- Opening Delimiter -
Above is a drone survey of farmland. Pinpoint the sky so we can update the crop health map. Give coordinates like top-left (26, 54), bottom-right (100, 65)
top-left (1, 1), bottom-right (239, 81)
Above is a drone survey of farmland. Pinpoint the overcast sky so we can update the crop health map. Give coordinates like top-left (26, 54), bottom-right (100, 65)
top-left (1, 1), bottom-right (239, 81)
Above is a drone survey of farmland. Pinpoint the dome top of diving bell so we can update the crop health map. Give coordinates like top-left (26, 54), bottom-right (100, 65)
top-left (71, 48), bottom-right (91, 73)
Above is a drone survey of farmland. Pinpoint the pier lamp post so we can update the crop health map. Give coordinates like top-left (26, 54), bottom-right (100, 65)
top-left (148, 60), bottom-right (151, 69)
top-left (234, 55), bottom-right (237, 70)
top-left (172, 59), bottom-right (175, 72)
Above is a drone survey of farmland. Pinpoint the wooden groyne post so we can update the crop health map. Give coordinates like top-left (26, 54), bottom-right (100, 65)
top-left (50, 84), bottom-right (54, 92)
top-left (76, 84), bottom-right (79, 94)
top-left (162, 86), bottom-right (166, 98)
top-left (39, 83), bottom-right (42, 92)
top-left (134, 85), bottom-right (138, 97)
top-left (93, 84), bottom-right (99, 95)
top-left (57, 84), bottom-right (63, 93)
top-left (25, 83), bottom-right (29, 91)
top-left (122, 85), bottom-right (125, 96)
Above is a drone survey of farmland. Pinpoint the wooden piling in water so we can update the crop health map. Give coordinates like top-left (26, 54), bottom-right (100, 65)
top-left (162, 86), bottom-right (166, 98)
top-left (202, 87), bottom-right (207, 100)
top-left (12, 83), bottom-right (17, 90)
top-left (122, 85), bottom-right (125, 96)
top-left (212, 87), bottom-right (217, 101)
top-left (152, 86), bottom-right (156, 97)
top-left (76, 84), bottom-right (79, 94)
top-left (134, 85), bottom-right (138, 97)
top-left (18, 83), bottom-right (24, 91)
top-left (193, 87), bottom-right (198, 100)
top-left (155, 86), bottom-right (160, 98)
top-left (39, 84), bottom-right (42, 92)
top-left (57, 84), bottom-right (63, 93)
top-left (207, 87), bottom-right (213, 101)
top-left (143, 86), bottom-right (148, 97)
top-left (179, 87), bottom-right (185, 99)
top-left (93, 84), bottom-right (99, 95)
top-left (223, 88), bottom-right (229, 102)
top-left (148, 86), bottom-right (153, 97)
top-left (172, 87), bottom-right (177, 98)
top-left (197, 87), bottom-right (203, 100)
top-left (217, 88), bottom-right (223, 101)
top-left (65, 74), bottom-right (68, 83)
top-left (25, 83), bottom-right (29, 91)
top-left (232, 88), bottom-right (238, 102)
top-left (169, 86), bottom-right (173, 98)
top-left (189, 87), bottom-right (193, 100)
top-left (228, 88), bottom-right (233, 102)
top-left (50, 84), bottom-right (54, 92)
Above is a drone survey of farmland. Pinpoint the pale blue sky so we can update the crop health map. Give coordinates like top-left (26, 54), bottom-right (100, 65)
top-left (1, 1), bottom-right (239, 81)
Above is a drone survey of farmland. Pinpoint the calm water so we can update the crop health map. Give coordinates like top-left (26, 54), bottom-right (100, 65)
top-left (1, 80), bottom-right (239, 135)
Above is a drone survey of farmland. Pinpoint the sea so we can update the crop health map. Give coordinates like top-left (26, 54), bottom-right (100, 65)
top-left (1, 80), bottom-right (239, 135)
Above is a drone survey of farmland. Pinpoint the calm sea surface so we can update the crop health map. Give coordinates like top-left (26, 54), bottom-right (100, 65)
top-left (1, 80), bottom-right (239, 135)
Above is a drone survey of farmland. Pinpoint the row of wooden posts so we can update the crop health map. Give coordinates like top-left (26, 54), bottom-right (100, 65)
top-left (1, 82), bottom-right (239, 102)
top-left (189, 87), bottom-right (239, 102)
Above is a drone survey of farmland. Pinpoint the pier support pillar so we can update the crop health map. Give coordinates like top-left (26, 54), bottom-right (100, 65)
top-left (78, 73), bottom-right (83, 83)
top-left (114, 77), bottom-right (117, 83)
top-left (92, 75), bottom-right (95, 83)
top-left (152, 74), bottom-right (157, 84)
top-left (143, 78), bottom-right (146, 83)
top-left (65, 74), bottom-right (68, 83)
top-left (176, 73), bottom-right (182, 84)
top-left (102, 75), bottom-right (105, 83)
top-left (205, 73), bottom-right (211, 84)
- Closing Delimiter -
### Task to complete
Exactly as written, restate every line of the listing above.

### Answer box
Above is a drone survey of farmland. Pinpoint the sky so we can update the crop health map. Give coordinates like top-left (26, 54), bottom-right (100, 65)
top-left (1, 1), bottom-right (239, 81)
Above is a drone survey of farmland. Pinpoint the overcast sky so we can update the crop health map. Give coordinates like top-left (26, 54), bottom-right (100, 65)
top-left (1, 1), bottom-right (239, 81)
Above is a drone survey of farmland. Pinpoint the dome top of diving bell so we can update the crop health map. Give coordinates like top-left (26, 54), bottom-right (100, 65)
top-left (71, 48), bottom-right (91, 73)
Above is a drone survey of farmland. Pinpoint the pier lamp post so we can update the crop health map. Give coordinates like top-left (26, 54), bottom-right (100, 65)
top-left (148, 60), bottom-right (151, 69)
top-left (234, 55), bottom-right (237, 70)
top-left (172, 59), bottom-right (175, 72)
Above is a drone survey of farmland. Pinpoint the wooden groyne post so we can update the crop health map. Give coordinates like top-left (26, 54), bottom-right (100, 65)
top-left (50, 84), bottom-right (54, 92)
top-left (76, 84), bottom-right (79, 94)
top-left (162, 86), bottom-right (166, 98)
top-left (39, 83), bottom-right (42, 92)
top-left (134, 85), bottom-right (138, 97)
top-left (93, 84), bottom-right (99, 95)
top-left (57, 84), bottom-right (63, 93)
top-left (25, 83), bottom-right (29, 91)
top-left (122, 85), bottom-right (125, 96)
Above is a drone survey of farmland. Pinpoint the wooden piling in water so we can update the crop health map. Give coordinates like top-left (26, 54), bottom-right (100, 65)
top-left (162, 86), bottom-right (166, 98)
top-left (202, 87), bottom-right (207, 100)
top-left (12, 83), bottom-right (17, 90)
top-left (122, 85), bottom-right (125, 96)
top-left (212, 87), bottom-right (217, 101)
top-left (152, 86), bottom-right (156, 97)
top-left (76, 84), bottom-right (79, 94)
top-left (134, 85), bottom-right (138, 97)
top-left (18, 83), bottom-right (24, 91)
top-left (193, 87), bottom-right (198, 100)
top-left (155, 86), bottom-right (160, 98)
top-left (39, 84), bottom-right (42, 92)
top-left (57, 84), bottom-right (63, 93)
top-left (207, 87), bottom-right (213, 101)
top-left (143, 86), bottom-right (148, 97)
top-left (179, 87), bottom-right (185, 99)
top-left (93, 84), bottom-right (99, 95)
top-left (223, 88), bottom-right (229, 102)
top-left (148, 86), bottom-right (153, 97)
top-left (172, 87), bottom-right (177, 98)
top-left (197, 87), bottom-right (203, 100)
top-left (217, 88), bottom-right (223, 101)
top-left (65, 74), bottom-right (68, 83)
top-left (25, 83), bottom-right (29, 91)
top-left (232, 88), bottom-right (238, 102)
top-left (169, 86), bottom-right (173, 98)
top-left (189, 87), bottom-right (193, 100)
top-left (228, 88), bottom-right (233, 102)
top-left (50, 84), bottom-right (54, 92)
Above is a drone survey of farmland. Pinpoint the pale blue sky so we can update the crop health map. Give coordinates like top-left (26, 54), bottom-right (100, 65)
top-left (1, 1), bottom-right (239, 81)
Above is a drone survey of farmland. Pinpoint the calm water so we can update the crop health map. Give coordinates like top-left (26, 54), bottom-right (100, 65)
top-left (1, 80), bottom-right (239, 135)
Above is a drone survey of farmland. Pinpoint the sea so we can update the crop health map. Give coordinates like top-left (26, 54), bottom-right (100, 65)
top-left (1, 80), bottom-right (239, 135)
Above is a drone survey of farmland. Pinpoint the calm sea surface so we can update the crop health map. Give coordinates like top-left (26, 54), bottom-right (100, 65)
top-left (1, 80), bottom-right (239, 135)
Above is a drone survey of farmland. Pinpoint the row of wooden posts so we can update the crop health map. Give coordinates like top-left (26, 54), bottom-right (100, 65)
top-left (1, 82), bottom-right (239, 102)
top-left (189, 87), bottom-right (239, 102)
Above is a drone survey of farmland. Pinpoint the pier support pillar so we can update the crop health map. Give coordinates like top-left (26, 54), bottom-right (100, 65)
top-left (78, 73), bottom-right (83, 83)
top-left (114, 77), bottom-right (117, 83)
top-left (92, 75), bottom-right (95, 83)
top-left (152, 74), bottom-right (157, 84)
top-left (143, 78), bottom-right (146, 83)
top-left (65, 74), bottom-right (68, 83)
top-left (176, 73), bottom-right (182, 84)
top-left (102, 75), bottom-right (105, 83)
top-left (205, 73), bottom-right (211, 84)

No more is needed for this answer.